Questions on the material:
**a)** In the cardiac text on alcohol and cocaine, what mortality rate over 4 years did patients who stayed abstinent have in the study cited?
**b)** Render this sentence from the cardiac text on alcohol and cocaine in Spanish: "Older or aging cocaine users experience a higher incidence of cardiac abnormalities."
**c)** Carry on the cardiac text on alcohol and cocaine from its final sentence.

____ Text

The prognosis is variable, depending on the extent of cardiac involvement. If the patient continues to drink, the prognosis is particularly grave. In one study, patients who remained abstinent over a
4-year period experienced a 9% mortality rate, whereas of those who continued to drink, 50% died during the same 4 years. Unfortunately, the recovery rate with abstinence is not as great as previously reported; earlier studies probably observed and reported cases of milder cardiac involvement. Only a minority of patients with moderate-to-severe alcoholic cardiomyopathy show clinical improvement with abstinence; after a certain stage of disease, the prognosis most likely continues to be poor, regardless of abstinence or therapy.
How common is cocaine use in the United States? Why is it important in cardiac problems?
An estimated 8 million people regularly use cocaine in the United States by inhalation, smoking, or intravenous injection. Recent surveys show that the number of hard-core cocaine users has increased. The mean age of hard-core cocaine users is rising as addicts age. Older or aging cocaine users experience a higher incidence of cardiac abnormalities.

________
____ Recorded data

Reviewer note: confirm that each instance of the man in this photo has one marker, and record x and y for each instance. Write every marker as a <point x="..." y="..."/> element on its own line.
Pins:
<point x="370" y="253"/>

________

Answers for this exercise:
**a)** 9%

**b)** Los consumidores de cocaína mayores o que envejecen presentan una mayor incidencia de anomalías cardíacas.

**c)**
How is cocaine use diagnosed as the cause of a specific cardiac problem?
All patients presenting with coronary artery disease syndrome, cardiac arrhythmias, myocardial dysfunction, myocarditis, or endocarditis should be questioned about use of cocaine and other drugs. The age, gender, and social status of the patient are not determining factors; grandmothers, stockbrokers, and all sorts of people use illicit drugs. Patients should be examined for marks from intravenous use, nasal redness, nasal septum irritation, or other physical signs of use. Urine should be analyzed for metabolites of cocaine if there is a concern, as it remains positive for 1-2 or sometimes several days, whereas plasma half-life is approximately 50-90 minutes.